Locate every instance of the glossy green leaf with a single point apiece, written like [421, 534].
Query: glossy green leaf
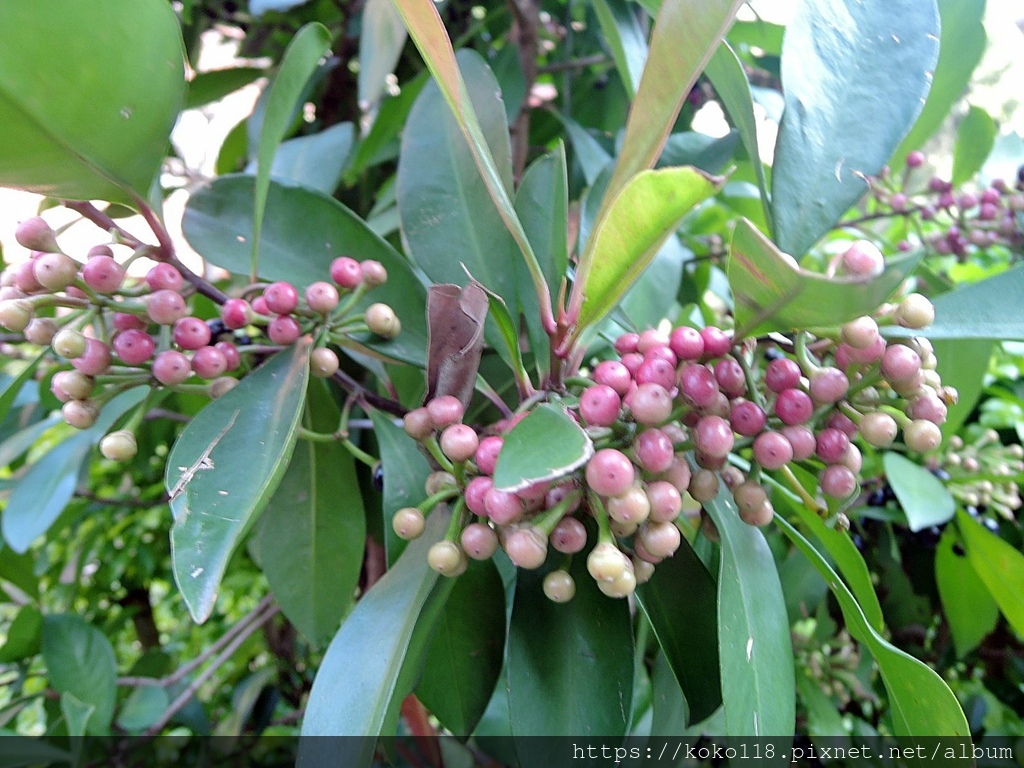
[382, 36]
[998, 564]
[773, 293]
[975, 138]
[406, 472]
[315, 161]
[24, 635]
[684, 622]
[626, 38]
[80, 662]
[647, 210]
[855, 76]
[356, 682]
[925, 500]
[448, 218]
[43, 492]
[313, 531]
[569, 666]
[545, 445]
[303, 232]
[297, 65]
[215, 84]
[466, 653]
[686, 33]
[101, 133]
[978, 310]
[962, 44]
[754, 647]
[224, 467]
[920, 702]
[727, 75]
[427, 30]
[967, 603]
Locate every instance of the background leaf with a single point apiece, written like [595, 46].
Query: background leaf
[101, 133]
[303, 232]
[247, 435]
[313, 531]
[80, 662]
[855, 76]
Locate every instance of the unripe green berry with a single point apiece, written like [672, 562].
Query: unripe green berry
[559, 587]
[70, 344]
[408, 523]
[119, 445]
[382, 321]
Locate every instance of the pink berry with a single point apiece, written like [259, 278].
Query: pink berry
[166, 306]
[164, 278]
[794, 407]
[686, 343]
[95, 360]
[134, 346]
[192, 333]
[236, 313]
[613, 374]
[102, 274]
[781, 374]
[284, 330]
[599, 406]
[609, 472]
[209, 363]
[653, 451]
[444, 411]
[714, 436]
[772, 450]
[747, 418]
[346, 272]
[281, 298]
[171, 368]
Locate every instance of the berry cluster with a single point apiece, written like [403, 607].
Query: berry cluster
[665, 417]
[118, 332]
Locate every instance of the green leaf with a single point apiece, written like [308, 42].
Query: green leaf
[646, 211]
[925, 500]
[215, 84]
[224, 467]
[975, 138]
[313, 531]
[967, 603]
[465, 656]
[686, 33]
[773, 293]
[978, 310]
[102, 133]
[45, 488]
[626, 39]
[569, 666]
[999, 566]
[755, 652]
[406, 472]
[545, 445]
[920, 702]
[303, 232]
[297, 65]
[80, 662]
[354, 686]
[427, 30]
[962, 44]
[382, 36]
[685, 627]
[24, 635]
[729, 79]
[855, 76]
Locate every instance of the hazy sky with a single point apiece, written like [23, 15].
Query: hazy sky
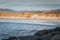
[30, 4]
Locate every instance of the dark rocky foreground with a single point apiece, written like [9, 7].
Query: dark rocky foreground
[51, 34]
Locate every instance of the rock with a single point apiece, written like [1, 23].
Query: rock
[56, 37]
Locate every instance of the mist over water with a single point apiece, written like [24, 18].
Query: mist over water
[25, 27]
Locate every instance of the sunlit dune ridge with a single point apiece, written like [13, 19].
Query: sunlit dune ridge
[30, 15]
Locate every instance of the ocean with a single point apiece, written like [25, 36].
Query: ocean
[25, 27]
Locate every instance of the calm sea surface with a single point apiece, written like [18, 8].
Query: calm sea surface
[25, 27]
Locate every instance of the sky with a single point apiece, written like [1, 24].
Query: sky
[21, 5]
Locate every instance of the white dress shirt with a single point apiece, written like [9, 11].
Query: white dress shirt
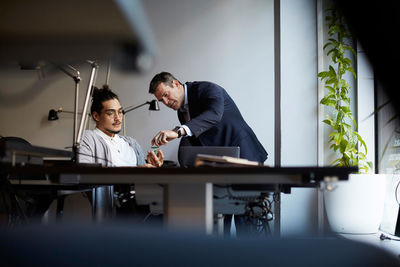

+++++

- EXERCISE PROMPT -
Only lines with the word "dress" count here; copy every one from the records.

- SOLUTION -
Locate every instance of the white dress shirt with a single point apiece, written like [9, 11].
Query: white dress shirt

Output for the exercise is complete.